- What to produce
Write each line exactly, from the line that holds "the dog's head" through the final line of the material, and no other line.

(Named object pointing entries)
==========

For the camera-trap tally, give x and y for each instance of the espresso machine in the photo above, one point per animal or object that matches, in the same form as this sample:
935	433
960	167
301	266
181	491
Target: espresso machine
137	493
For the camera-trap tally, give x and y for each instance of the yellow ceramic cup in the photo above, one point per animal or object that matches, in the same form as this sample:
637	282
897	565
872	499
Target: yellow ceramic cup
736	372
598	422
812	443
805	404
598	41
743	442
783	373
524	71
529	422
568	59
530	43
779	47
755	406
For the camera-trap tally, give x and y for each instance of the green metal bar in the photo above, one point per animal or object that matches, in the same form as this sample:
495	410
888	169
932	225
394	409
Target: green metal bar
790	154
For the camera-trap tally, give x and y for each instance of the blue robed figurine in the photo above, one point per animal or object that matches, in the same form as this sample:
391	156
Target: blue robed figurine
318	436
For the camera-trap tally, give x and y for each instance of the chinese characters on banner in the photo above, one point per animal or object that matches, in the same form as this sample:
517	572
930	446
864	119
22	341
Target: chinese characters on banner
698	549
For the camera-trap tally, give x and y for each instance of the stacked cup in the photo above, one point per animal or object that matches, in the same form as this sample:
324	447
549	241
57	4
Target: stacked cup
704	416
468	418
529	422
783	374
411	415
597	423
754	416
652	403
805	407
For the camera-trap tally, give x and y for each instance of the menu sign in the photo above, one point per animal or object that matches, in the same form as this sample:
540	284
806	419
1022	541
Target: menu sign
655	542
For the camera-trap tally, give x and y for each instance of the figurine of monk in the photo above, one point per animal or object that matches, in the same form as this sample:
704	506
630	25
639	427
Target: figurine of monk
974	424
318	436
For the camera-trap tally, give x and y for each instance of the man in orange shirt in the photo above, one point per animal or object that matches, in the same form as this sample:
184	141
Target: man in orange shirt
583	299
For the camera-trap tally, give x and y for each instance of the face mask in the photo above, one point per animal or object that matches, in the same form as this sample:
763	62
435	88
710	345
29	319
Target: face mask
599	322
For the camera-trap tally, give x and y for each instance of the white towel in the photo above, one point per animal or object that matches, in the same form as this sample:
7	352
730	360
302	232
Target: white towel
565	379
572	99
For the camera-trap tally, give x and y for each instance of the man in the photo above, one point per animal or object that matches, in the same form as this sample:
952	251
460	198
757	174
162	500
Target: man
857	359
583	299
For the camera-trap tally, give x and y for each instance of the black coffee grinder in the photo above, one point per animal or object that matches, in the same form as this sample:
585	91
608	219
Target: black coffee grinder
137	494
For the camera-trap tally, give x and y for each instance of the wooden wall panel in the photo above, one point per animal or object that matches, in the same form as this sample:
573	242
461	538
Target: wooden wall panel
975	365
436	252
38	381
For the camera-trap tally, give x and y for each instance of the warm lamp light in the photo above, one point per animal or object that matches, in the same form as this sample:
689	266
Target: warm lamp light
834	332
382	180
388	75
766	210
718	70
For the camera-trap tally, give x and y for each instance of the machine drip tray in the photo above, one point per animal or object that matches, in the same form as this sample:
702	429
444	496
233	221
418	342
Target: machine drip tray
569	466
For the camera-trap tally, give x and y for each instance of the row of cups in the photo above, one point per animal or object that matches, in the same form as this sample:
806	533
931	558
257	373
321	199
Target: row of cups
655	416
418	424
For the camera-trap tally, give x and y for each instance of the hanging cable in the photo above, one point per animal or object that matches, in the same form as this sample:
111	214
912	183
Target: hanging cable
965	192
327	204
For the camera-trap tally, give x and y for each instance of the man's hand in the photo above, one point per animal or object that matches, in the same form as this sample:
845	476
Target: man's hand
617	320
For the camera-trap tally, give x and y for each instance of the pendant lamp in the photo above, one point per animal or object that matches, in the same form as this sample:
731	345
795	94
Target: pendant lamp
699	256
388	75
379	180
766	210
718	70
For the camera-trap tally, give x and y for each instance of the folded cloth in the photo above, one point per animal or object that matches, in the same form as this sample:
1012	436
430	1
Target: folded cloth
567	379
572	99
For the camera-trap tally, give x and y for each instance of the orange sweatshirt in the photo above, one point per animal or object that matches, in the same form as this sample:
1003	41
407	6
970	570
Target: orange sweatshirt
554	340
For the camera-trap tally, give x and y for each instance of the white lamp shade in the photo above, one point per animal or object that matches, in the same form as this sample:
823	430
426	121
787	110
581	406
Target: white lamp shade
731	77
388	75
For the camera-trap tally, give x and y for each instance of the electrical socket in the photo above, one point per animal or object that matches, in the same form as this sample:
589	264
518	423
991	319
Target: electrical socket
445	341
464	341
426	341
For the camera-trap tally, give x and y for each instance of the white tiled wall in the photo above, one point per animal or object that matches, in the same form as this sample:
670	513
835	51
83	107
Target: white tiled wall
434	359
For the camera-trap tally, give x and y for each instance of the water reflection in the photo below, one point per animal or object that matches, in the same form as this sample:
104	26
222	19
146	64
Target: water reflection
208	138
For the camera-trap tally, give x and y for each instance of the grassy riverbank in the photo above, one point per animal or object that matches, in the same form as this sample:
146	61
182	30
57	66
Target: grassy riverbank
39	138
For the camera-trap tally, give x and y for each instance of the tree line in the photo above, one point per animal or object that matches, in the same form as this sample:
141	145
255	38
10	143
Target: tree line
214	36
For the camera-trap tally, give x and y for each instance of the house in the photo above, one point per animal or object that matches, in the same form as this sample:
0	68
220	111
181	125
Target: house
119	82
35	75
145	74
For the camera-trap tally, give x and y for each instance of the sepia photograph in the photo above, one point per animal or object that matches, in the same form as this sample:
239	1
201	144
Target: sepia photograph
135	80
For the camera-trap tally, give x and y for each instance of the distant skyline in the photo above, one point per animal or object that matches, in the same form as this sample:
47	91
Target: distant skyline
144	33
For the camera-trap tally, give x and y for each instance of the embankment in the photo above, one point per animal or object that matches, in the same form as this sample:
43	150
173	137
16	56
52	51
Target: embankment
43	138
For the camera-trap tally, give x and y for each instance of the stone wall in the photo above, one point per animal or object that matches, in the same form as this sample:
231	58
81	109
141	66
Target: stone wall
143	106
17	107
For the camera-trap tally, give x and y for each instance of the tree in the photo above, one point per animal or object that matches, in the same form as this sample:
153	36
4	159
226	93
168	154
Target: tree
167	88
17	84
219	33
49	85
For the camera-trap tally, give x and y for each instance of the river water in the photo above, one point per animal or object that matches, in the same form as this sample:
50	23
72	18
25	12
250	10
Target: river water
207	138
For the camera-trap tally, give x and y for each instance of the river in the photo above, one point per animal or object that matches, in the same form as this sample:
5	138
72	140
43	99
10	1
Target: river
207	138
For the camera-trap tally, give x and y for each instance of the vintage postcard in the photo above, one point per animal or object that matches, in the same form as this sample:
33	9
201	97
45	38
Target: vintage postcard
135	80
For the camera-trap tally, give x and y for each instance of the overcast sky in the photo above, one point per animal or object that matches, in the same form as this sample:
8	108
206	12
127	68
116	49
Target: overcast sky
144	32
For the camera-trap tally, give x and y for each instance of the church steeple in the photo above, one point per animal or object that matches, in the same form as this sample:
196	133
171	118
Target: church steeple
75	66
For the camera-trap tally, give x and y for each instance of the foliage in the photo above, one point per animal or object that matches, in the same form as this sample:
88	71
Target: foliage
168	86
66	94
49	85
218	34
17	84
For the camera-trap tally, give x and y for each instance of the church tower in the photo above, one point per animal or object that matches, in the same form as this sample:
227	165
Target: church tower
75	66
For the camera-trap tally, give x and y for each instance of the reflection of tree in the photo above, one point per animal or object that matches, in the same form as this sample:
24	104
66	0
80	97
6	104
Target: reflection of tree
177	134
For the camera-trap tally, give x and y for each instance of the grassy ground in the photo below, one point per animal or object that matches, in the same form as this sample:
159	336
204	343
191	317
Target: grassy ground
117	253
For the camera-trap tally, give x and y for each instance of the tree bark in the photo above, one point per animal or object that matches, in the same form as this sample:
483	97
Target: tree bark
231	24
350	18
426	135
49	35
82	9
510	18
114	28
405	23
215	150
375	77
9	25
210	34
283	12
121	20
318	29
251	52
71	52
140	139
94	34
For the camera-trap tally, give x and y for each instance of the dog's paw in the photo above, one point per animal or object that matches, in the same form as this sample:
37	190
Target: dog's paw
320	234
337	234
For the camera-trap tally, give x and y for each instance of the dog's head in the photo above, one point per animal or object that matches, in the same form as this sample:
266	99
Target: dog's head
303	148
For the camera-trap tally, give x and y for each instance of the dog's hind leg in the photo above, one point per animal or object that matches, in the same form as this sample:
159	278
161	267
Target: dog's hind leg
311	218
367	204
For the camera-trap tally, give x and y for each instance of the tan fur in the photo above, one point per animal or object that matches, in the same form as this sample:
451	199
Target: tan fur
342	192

==========

- Complete output
For the camera-trap tally, give x and y for each instance of the dog's head in the photo above, one point per animal or object that matches, in the same form as this sample:
266	99
Target: dog's head
303	148
For the camera-trap tally, give x and y for each instance of the dog's hind leg in the photo above, one point per animal or object that matches, in the same form as this sample:
159	278
161	267
Target: dog's hind leg
311	218
367	204
For the camera-trap tally, give x and y for each instance of the tan fur in the photo above, one point per animal or object that matches, in the same form as this sample:
451	199
Target: tan fur
342	192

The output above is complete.